EXERCISE GOAL => Locate the line that contains "the tree in". Print it and each following line through the end of the listing, verbatim, and nothing more.

Point labeling examples =>

__________

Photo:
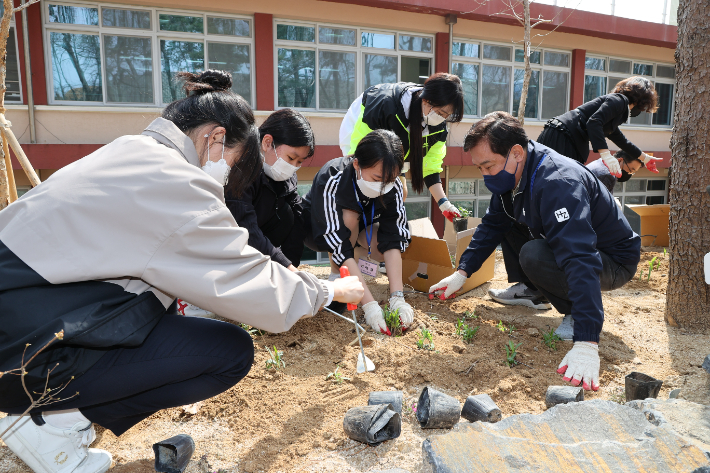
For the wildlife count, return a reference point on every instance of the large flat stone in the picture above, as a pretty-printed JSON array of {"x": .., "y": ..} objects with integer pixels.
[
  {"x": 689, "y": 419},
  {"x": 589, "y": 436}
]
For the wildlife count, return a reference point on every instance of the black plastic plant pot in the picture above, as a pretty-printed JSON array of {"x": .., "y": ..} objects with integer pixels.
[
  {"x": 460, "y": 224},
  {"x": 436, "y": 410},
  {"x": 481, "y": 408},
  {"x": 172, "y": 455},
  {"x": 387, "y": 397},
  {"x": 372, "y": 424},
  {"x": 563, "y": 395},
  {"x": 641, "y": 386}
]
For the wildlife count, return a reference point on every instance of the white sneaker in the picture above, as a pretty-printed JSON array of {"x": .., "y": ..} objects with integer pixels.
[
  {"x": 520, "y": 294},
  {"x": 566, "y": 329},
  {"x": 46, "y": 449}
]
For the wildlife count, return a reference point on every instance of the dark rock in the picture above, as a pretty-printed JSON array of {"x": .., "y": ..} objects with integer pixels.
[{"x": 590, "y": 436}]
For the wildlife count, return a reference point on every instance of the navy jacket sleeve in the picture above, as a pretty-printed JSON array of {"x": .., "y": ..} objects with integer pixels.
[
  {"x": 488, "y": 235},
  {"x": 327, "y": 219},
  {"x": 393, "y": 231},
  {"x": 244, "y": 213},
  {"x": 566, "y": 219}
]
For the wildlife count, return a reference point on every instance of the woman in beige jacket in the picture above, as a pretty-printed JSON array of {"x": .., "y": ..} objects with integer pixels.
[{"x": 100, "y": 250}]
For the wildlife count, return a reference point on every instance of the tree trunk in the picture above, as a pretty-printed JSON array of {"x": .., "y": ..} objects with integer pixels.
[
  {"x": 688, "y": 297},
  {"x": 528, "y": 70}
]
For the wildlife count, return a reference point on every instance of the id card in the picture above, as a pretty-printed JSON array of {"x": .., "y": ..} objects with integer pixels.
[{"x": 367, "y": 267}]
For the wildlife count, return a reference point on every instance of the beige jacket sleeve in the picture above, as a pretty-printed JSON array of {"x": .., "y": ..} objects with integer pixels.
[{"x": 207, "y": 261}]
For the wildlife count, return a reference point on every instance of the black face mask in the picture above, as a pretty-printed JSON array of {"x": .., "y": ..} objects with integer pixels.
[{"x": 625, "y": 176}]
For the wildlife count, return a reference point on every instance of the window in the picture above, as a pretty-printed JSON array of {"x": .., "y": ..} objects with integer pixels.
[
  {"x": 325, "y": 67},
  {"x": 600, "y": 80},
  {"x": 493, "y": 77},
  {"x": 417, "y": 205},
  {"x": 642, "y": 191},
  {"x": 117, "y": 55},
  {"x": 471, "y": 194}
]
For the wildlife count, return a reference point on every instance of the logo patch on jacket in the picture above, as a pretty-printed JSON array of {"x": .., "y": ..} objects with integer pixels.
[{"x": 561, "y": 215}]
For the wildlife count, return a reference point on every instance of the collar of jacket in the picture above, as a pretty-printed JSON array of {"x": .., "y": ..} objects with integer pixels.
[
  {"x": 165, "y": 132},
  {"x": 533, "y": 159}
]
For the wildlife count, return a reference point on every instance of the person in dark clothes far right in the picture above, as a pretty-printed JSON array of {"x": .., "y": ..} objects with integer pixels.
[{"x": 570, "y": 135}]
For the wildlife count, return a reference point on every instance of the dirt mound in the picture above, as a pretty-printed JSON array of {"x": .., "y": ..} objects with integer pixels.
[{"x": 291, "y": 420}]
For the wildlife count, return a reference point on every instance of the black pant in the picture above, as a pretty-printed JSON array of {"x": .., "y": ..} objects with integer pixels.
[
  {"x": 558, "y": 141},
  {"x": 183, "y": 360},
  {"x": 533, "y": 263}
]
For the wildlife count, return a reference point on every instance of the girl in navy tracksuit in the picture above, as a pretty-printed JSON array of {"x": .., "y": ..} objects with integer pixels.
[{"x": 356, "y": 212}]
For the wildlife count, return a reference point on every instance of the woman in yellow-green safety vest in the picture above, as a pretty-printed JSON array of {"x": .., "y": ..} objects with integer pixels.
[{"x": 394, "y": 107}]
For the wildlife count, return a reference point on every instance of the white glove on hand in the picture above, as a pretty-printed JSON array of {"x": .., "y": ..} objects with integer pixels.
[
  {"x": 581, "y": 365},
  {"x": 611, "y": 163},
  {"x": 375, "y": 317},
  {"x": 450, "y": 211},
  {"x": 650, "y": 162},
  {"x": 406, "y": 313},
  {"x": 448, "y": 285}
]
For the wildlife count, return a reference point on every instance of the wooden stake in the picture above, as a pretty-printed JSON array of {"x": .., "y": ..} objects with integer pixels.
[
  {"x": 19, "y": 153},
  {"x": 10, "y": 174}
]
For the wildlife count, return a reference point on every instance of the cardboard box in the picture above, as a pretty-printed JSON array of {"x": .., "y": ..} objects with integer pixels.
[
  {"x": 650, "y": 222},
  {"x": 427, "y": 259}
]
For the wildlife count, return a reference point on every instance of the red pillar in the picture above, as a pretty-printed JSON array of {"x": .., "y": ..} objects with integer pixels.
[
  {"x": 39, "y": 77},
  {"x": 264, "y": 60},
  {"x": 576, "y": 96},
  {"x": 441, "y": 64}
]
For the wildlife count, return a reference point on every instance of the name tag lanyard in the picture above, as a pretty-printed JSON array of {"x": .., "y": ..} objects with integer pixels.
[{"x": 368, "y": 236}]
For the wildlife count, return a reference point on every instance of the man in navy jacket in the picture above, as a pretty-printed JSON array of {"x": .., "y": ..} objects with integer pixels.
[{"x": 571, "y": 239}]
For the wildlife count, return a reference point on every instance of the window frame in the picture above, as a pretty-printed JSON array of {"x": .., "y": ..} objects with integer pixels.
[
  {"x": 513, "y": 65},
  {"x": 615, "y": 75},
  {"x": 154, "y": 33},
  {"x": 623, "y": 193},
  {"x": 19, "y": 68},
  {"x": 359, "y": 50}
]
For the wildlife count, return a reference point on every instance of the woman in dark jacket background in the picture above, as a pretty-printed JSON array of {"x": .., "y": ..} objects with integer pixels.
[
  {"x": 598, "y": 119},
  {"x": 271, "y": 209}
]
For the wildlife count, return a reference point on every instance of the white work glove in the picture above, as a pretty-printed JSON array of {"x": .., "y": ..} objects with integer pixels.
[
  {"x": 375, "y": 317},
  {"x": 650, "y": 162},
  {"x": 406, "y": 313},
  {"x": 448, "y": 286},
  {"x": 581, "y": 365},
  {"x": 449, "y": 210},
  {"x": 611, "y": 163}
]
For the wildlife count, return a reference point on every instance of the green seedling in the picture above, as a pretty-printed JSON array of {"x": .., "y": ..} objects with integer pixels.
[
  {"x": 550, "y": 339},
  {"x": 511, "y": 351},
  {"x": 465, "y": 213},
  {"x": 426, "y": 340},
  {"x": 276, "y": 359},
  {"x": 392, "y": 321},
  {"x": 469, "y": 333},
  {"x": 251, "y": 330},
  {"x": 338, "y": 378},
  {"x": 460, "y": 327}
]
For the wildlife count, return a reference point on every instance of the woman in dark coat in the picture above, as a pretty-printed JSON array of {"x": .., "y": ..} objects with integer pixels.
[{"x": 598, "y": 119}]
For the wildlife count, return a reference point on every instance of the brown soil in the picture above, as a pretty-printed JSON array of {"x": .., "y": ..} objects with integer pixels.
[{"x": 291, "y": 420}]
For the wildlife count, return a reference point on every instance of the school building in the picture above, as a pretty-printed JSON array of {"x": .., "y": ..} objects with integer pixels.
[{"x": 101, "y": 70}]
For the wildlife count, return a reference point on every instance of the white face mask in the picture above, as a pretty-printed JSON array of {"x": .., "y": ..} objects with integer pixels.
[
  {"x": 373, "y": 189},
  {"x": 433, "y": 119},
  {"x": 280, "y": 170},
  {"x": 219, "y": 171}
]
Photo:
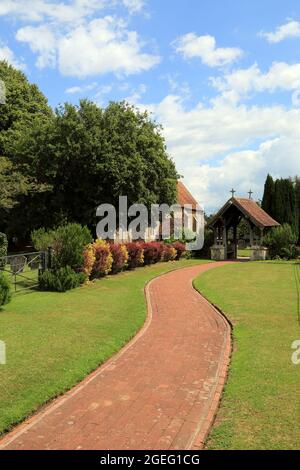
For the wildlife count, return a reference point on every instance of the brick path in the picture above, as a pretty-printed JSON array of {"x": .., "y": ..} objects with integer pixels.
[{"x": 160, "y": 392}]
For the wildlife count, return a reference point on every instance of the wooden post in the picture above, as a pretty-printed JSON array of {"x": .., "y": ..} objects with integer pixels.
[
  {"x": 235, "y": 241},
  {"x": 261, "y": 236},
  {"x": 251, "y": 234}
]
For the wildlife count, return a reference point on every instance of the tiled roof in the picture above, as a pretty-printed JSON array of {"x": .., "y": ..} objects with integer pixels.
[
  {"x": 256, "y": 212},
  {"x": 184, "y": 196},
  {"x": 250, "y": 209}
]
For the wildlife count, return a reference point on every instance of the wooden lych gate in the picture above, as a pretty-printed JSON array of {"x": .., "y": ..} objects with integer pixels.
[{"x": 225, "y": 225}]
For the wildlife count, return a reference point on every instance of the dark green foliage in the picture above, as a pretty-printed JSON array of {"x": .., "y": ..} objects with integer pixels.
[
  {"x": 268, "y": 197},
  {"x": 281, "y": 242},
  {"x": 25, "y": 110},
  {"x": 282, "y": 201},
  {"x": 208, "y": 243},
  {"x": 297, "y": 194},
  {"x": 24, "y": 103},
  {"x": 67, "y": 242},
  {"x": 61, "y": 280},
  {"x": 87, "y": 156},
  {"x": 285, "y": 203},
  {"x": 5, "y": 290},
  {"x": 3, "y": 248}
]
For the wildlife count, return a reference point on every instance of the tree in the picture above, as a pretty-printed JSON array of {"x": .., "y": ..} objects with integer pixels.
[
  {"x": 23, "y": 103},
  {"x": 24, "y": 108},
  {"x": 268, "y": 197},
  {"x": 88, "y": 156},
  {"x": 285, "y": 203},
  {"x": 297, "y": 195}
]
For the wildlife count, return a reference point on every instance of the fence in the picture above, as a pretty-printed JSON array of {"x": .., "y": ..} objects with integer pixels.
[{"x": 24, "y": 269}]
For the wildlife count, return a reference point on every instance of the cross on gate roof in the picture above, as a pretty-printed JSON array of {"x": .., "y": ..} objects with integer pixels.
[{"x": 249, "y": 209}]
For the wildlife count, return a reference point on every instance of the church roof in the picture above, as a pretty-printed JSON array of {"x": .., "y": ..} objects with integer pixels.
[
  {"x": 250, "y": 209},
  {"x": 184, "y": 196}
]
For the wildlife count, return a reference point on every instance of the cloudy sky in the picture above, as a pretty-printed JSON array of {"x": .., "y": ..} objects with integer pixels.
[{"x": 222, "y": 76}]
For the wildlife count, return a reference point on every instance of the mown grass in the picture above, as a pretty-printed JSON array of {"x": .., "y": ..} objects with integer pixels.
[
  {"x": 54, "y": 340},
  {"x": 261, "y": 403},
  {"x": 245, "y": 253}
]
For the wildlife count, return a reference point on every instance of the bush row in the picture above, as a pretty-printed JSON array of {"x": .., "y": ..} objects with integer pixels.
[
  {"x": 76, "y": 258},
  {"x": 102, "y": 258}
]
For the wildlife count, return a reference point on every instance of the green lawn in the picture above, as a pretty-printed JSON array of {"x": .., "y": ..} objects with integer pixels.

__________

FINISHED TASK =>
For the wildlife count, return a reference point on every instance of the tree in the picture above, as a pretty-printed JSON array of {"x": .., "y": ..} objects with integer pixels.
[
  {"x": 23, "y": 103},
  {"x": 24, "y": 108},
  {"x": 268, "y": 197},
  {"x": 88, "y": 156},
  {"x": 285, "y": 203},
  {"x": 297, "y": 195}
]
For the wildlife count, return a reference point on every instance of the fence in the picture above, as a pretty-printed JSON array of {"x": .., "y": ..} objects with integer pixels.
[{"x": 24, "y": 269}]
For the wildlife count, return a reference point on every instance of the cross on gate roof in the picture above, as a pretty-printed JSON array of {"x": .., "y": ..} objects with integer pixels.
[{"x": 249, "y": 209}]
For the wildlife count, return a reference point on every instance of the church roof in the picture above, as a pretty-printed JSON array of {"x": .., "y": ..} objects with integer pixels.
[
  {"x": 250, "y": 209},
  {"x": 184, "y": 196}
]
For the wildlife count, return a reference point on every instance of the cloudy sky in the picture above, as a pretty-printed JSON array of {"x": .., "y": ..} objects with integer pixels.
[{"x": 222, "y": 76}]
For the wildlife count, return a reference point on every instance of the mown grass in the picture above, as a pretty-printed JSON array of {"x": .., "y": ..} objects with integer pixels.
[
  {"x": 54, "y": 340},
  {"x": 261, "y": 403},
  {"x": 245, "y": 253}
]
For the wildlife count, return a reference point on every instance of the bush row in the picture above, as a pretty-printed JSON array of {"x": .., "y": ..} objects with integer pixels.
[
  {"x": 76, "y": 258},
  {"x": 102, "y": 258}
]
For the wildlife count, return a reference point on every instance of the green lawn in the picture above, as a pretty-printed JSON array of {"x": .., "y": ..} objects with integer pixels.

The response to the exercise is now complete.